> [What to work on]:
Begin with the line containing "Mark a point on each instance of the tram roof" and copy each line exactly through the last line of the entries, inclusive.

--- Provided records ---

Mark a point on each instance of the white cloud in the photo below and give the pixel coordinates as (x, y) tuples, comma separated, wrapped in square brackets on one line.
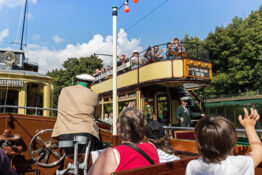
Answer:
[(30, 16), (14, 3), (36, 37), (58, 39), (4, 33), (49, 59)]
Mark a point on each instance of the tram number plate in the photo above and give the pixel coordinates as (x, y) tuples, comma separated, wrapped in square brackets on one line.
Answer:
[(11, 83), (198, 72)]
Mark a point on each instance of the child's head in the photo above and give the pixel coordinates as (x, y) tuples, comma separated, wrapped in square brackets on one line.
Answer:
[(216, 138), (155, 134)]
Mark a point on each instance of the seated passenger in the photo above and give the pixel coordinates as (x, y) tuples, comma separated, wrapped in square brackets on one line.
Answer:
[(168, 49), (155, 134), (216, 138), (102, 70), (149, 56), (96, 73), (136, 60), (121, 60), (131, 127), (78, 110), (157, 54), (108, 68), (179, 48), (5, 164)]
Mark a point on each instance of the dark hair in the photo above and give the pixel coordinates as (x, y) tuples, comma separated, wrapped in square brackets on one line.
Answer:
[(163, 143), (168, 44), (215, 137), (131, 125)]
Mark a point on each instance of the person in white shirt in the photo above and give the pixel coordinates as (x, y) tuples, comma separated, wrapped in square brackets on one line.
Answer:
[(155, 134), (216, 138)]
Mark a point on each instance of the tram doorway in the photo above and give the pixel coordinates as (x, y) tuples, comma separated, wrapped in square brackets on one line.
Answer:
[(9, 97)]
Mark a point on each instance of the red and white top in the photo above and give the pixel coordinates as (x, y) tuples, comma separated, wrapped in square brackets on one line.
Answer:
[(130, 158)]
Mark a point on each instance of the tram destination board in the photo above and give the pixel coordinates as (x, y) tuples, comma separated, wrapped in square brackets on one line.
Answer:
[(198, 72), (11, 83)]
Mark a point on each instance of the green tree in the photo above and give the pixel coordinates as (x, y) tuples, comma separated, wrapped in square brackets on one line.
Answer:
[(72, 67), (236, 54)]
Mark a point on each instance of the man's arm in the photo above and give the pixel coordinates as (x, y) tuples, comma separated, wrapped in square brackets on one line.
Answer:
[(105, 164), (249, 123)]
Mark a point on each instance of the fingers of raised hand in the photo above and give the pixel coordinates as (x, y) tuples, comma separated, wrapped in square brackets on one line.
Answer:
[(240, 119), (245, 112)]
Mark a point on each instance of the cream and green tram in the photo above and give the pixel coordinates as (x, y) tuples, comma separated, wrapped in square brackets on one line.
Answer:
[(155, 87)]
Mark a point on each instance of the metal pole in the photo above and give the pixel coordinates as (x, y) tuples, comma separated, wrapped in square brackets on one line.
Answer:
[(114, 14), (22, 38)]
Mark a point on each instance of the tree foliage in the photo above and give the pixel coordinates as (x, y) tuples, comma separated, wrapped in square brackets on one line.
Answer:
[(236, 54), (71, 67)]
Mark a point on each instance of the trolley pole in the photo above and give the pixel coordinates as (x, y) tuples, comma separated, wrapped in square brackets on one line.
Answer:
[(114, 13)]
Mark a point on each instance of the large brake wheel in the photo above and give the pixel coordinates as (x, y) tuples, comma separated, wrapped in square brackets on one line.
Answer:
[(44, 150)]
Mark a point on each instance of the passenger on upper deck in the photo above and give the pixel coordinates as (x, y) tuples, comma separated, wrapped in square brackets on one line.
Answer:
[(98, 72), (131, 127), (184, 114), (78, 110), (216, 138), (149, 56), (102, 70), (108, 68), (178, 47), (157, 54), (121, 60), (168, 49), (5, 164), (155, 134), (135, 60)]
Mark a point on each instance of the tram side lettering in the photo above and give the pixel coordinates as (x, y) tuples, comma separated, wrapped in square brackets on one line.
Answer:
[(194, 71), (11, 83)]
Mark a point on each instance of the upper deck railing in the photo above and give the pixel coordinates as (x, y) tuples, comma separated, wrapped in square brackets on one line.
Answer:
[(193, 51)]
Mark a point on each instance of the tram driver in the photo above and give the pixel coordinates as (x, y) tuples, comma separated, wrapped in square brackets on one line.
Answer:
[(78, 110), (184, 114)]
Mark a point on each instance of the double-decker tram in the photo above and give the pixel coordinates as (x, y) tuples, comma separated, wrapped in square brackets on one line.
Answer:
[(157, 86)]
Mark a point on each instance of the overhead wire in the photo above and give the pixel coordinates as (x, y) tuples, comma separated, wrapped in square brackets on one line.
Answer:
[(132, 25), (149, 13)]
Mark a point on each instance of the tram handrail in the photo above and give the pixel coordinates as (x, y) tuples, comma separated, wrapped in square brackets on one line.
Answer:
[(192, 129), (27, 107)]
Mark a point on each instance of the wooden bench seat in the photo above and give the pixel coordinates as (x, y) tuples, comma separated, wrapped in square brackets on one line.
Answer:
[(175, 167)]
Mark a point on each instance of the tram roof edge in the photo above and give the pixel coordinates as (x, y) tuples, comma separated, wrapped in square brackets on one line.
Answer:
[(24, 72)]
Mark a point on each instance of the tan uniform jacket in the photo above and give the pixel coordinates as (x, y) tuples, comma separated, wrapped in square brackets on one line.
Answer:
[(78, 109)]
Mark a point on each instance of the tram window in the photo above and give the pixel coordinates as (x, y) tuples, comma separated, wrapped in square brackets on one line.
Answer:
[(132, 95), (9, 97), (108, 108), (162, 104), (122, 104), (229, 113), (34, 98), (221, 111), (212, 110), (239, 110), (148, 109), (122, 97)]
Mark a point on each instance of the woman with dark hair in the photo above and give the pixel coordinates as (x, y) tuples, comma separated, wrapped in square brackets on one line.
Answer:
[(131, 128), (216, 138), (149, 56), (155, 134)]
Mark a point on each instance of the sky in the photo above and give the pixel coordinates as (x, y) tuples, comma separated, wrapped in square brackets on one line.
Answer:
[(60, 29)]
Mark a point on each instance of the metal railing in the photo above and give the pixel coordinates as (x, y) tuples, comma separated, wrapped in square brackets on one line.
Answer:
[(192, 129), (195, 51), (27, 107)]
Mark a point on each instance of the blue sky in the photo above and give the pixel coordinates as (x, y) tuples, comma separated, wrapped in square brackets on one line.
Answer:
[(58, 29)]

---

> [Solution to this problem]:
Mark a point on each instance of the tram roof edge in the photo above and give the pixel coordinates as (x, y) tuples, comma separated, wrapped in square brackets on one line.
Answer:
[(24, 72)]
Mark a point on each instance of the tan uniform jacket in the photo above and give the pixel coordinates as (x, y) tuples, comma separated, wrapped in square brackets on one line.
Answer:
[(78, 109)]
Mark a point on each instance of the tram window in the photo above and give the pixel coordinates as (x, y) tuples, comma separated, wrapped in square brackets on one line.
Answer:
[(132, 95), (9, 97), (108, 108), (162, 104), (122, 104), (229, 113), (34, 98), (221, 111), (212, 110), (239, 110), (148, 109), (122, 97)]
Mark a point on each instance of the woman with dark hair in the photo above and give the pixel coordinates as (x, y) tuples, comma separated, wrapped in square brackets on one line.
Answer:
[(131, 128), (216, 138), (149, 56), (155, 134)]
Mark a point on each instance of the sky in the photo above and give the pixel coordinates as (x, y) tuples, comma separated, wrapped in square brackets on one line.
Answer:
[(60, 29)]
Mark a point on each instance of the metal railing in the photo above and give the pixel coordinates as (x, y) tuples, comma separated, wrapped in square brackets on one line.
Answer:
[(192, 129), (195, 51), (27, 107)]
Mark a point on each instance of the blue sky in the photo above and give the pixel coordinates as (x, y) tuples, comma separated, wrapped in square brackets on one line.
Answer:
[(58, 29)]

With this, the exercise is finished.